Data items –
________________________________________

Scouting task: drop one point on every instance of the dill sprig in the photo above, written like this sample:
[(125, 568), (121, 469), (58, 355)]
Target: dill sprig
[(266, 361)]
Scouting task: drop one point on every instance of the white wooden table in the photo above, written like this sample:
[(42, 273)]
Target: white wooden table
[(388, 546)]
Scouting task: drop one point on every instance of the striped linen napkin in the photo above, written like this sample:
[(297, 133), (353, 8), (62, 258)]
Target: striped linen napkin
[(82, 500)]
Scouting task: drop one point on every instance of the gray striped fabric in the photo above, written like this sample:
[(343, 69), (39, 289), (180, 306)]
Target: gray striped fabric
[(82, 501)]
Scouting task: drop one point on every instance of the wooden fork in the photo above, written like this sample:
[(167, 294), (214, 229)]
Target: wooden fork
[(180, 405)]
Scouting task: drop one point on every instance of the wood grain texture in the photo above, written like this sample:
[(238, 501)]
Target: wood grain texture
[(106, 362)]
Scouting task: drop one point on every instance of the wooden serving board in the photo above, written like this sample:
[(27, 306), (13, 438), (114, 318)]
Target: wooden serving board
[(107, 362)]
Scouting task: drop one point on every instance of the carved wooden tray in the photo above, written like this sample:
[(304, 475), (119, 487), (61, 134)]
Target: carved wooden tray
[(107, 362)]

________________________________________

THE TASK – Every entry shown above should be written out again without a single difference.

RESPONSE TO THE TASK –
Scouting task: drop one point on every instance of the dill sprig in the photo above, written like this sample:
[(125, 568), (121, 469), (58, 355)]
Target: dill sprig
[(266, 361)]
Scouting task: drop one point on every instance of the white wooden table in the photo above, written like this sample:
[(42, 273)]
Target: white wooden table
[(388, 546)]
Scouting task: drop one point on every instance of the striped linen napkin in the photo above, written like this sample:
[(297, 133), (353, 8), (62, 258)]
Target: striped linen napkin
[(82, 500)]
Scouting task: drop one point on every instance of the gray striped fabric in the photo above, written like this sample:
[(343, 69), (39, 289), (180, 306)]
Target: gray striped fabric
[(82, 501)]
Scouting task: drop one point on every instance of the wooden fork in the photo above, written like this sample:
[(167, 294), (214, 229)]
Target: wooden fork
[(180, 405)]
Scouting task: drop one point on every instance of the wood grain texture in the photo above, written like this sample:
[(238, 501)]
Target: wood grain texture
[(106, 362)]
Scouting task: drop one point on every instance of the wooden serving board in the photo above, written like this sample:
[(27, 306), (13, 438), (114, 318)]
Target: wooden serving board
[(107, 362)]
Scouting task: drop one point on every instance of the carved wooden tray in the photo above, written like this sample:
[(304, 475), (119, 487), (61, 134)]
Target: carved wooden tray
[(107, 362)]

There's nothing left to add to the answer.